## TASK TO CARRY OUT
Copy everything in the lines below, from the line containing "Task: locate the rough" down to the last line.

Dataset entries
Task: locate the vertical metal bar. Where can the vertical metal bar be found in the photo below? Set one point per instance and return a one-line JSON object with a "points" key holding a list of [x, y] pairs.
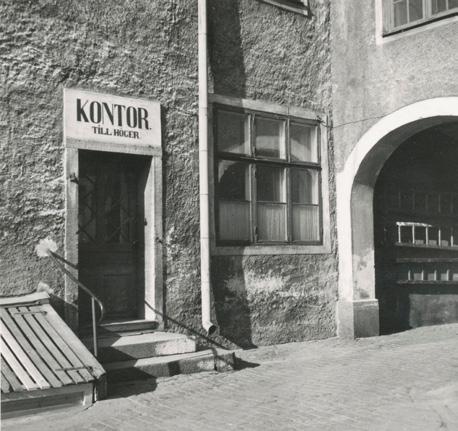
{"points": [[94, 326]]}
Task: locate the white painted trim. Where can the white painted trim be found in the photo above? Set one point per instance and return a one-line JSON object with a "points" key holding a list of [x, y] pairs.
{"points": [[267, 107], [380, 39], [423, 110]]}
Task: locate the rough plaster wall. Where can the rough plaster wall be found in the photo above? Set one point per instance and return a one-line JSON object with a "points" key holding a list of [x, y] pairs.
{"points": [[371, 81], [140, 48], [261, 52], [149, 49]]}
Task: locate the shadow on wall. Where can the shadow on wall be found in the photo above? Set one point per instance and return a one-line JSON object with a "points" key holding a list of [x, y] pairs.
{"points": [[225, 48], [232, 309]]}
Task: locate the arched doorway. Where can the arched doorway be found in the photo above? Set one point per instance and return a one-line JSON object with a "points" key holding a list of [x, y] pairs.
{"points": [[416, 231], [358, 307]]}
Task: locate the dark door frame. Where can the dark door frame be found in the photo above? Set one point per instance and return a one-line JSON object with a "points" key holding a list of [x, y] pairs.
{"points": [[153, 304]]}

## FULL RESPONSE
Task: locate the rough plaster wall. Where can the rough plaster wall be found in the photo above? Set one point per instance and return a one-line JSON object with a "points" key holding a list of [x, y] pairs.
{"points": [[371, 81], [140, 48], [261, 52], [149, 49]]}
Task: locate the shadow on wall. Where can the shadow on wall be found in the photo above? Set one point per instance and return a one-line JSON object with a "points" key holding a list of [x, y] pairs.
{"points": [[225, 48], [232, 309]]}
Task: locate the arched doorway. Where can the arched doorway be found in the photo above? Set one point per instance and return a one-line JSON object with a "points" key holding a list of [x, y] pairs.
{"points": [[416, 231], [358, 307]]}
Task: locate the dark door frame. Where can the dark door frame be found in the photo above? Set one point per instance and return a one-line JSON object with a "points" key holding a list of [x, y] pairs.
{"points": [[153, 304]]}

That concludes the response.